Tarea a resolver
Presenta todo el material como una tabla Markdown con dos columnas, Fila y Línea, con una línea por fila y numeradas en orden. Deja fuera las líneas en blanco.

Material de entrada

----

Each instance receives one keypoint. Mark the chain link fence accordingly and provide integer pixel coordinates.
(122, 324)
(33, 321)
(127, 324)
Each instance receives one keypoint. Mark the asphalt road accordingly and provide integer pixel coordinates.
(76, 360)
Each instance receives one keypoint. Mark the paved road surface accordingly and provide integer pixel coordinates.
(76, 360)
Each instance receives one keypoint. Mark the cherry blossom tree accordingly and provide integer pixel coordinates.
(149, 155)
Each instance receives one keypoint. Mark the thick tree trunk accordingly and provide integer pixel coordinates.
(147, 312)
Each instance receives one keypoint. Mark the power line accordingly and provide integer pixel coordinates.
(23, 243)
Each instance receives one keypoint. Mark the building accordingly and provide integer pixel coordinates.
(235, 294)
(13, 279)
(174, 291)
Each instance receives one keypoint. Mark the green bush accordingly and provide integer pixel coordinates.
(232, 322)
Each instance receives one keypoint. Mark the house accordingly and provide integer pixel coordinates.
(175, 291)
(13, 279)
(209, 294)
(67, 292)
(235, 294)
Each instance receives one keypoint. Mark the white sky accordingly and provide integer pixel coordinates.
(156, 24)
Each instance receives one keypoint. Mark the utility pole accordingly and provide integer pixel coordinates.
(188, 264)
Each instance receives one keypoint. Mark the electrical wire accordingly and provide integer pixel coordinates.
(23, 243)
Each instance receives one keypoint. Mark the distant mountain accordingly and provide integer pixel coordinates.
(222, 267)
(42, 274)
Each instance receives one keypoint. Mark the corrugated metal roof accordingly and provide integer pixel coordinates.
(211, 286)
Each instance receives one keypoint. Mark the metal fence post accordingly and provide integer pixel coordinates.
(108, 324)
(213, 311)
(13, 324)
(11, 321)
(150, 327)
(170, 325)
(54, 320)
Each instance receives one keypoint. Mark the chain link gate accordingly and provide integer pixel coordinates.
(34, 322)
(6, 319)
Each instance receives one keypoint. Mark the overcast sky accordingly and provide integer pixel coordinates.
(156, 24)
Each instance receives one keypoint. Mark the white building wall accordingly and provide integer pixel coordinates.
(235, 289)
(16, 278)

----

En respuesta
| Fila | Línea |
|---|---|
| 1 | Each instance receives one keypoint. Mark the chain link fence accordingly and provide integer pixel coordinates. |
| 2 | (122, 324) |
| 3 | (33, 321) |
| 4 | (127, 324) |
| 5 | Each instance receives one keypoint. Mark the asphalt road accordingly and provide integer pixel coordinates. |
| 6 | (76, 360) |
| 7 | Each instance receives one keypoint. Mark the paved road surface accordingly and provide integer pixel coordinates. |
| 8 | (76, 360) |
| 9 | Each instance receives one keypoint. Mark the cherry blossom tree accordingly and provide integer pixel coordinates. |
| 10 | (149, 155) |
| 11 | Each instance receives one keypoint. Mark the thick tree trunk accordingly and provide integer pixel coordinates. |
| 12 | (147, 312) |
| 13 | Each instance receives one keypoint. Mark the power line accordingly and provide integer pixel coordinates. |
| 14 | (23, 243) |
| 15 | Each instance receives one keypoint. Mark the building accordingly and provide integer pixel coordinates. |
| 16 | (235, 294) |
| 17 | (13, 279) |
| 18 | (174, 291) |
| 19 | Each instance receives one keypoint. Mark the green bush accordingly and provide integer pixel coordinates. |
| 20 | (232, 322) |
| 21 | Each instance receives one keypoint. Mark the house accordingly and provide integer pixel coordinates. |
| 22 | (175, 291) |
| 23 | (13, 279) |
| 24 | (209, 294) |
| 25 | (67, 292) |
| 26 | (235, 294) |
| 27 | Each instance receives one keypoint. Mark the white sky accordingly and provide integer pixel coordinates. |
| 28 | (156, 24) |
| 29 | Each instance receives one keypoint. Mark the utility pole accordingly and provide integer pixel coordinates. |
| 30 | (188, 264) |
| 31 | Each instance receives one keypoint. Mark the electrical wire accordingly and provide integer pixel coordinates. |
| 32 | (23, 243) |
| 33 | Each instance receives one keypoint. Mark the distant mountain accordingly and provide integer pixel coordinates. |
| 34 | (222, 267) |
| 35 | (42, 274) |
| 36 | Each instance receives one keypoint. Mark the corrugated metal roof accordingly and provide integer pixel coordinates. |
| 37 | (211, 286) |
| 38 | Each instance receives one keypoint. Mark the metal fence post accordingly and provide integer pixel coordinates. |
| 39 | (108, 324) |
| 40 | (213, 311) |
| 41 | (13, 324) |
| 42 | (11, 321) |
| 43 | (150, 327) |
| 44 | (170, 325) |
| 45 | (54, 320) |
| 46 | Each instance receives one keypoint. Mark the chain link gate accordingly and provide integer pixel coordinates. |
| 47 | (34, 322) |
| 48 | (6, 319) |
| 49 | Each instance receives one keypoint. Mark the overcast sky accordingly and provide integer pixel coordinates. |
| 50 | (156, 24) |
| 51 | Each instance receives one keypoint. Mark the white building wall accordingly and provide integer pixel coordinates. |
| 52 | (235, 289) |
| 53 | (16, 278) |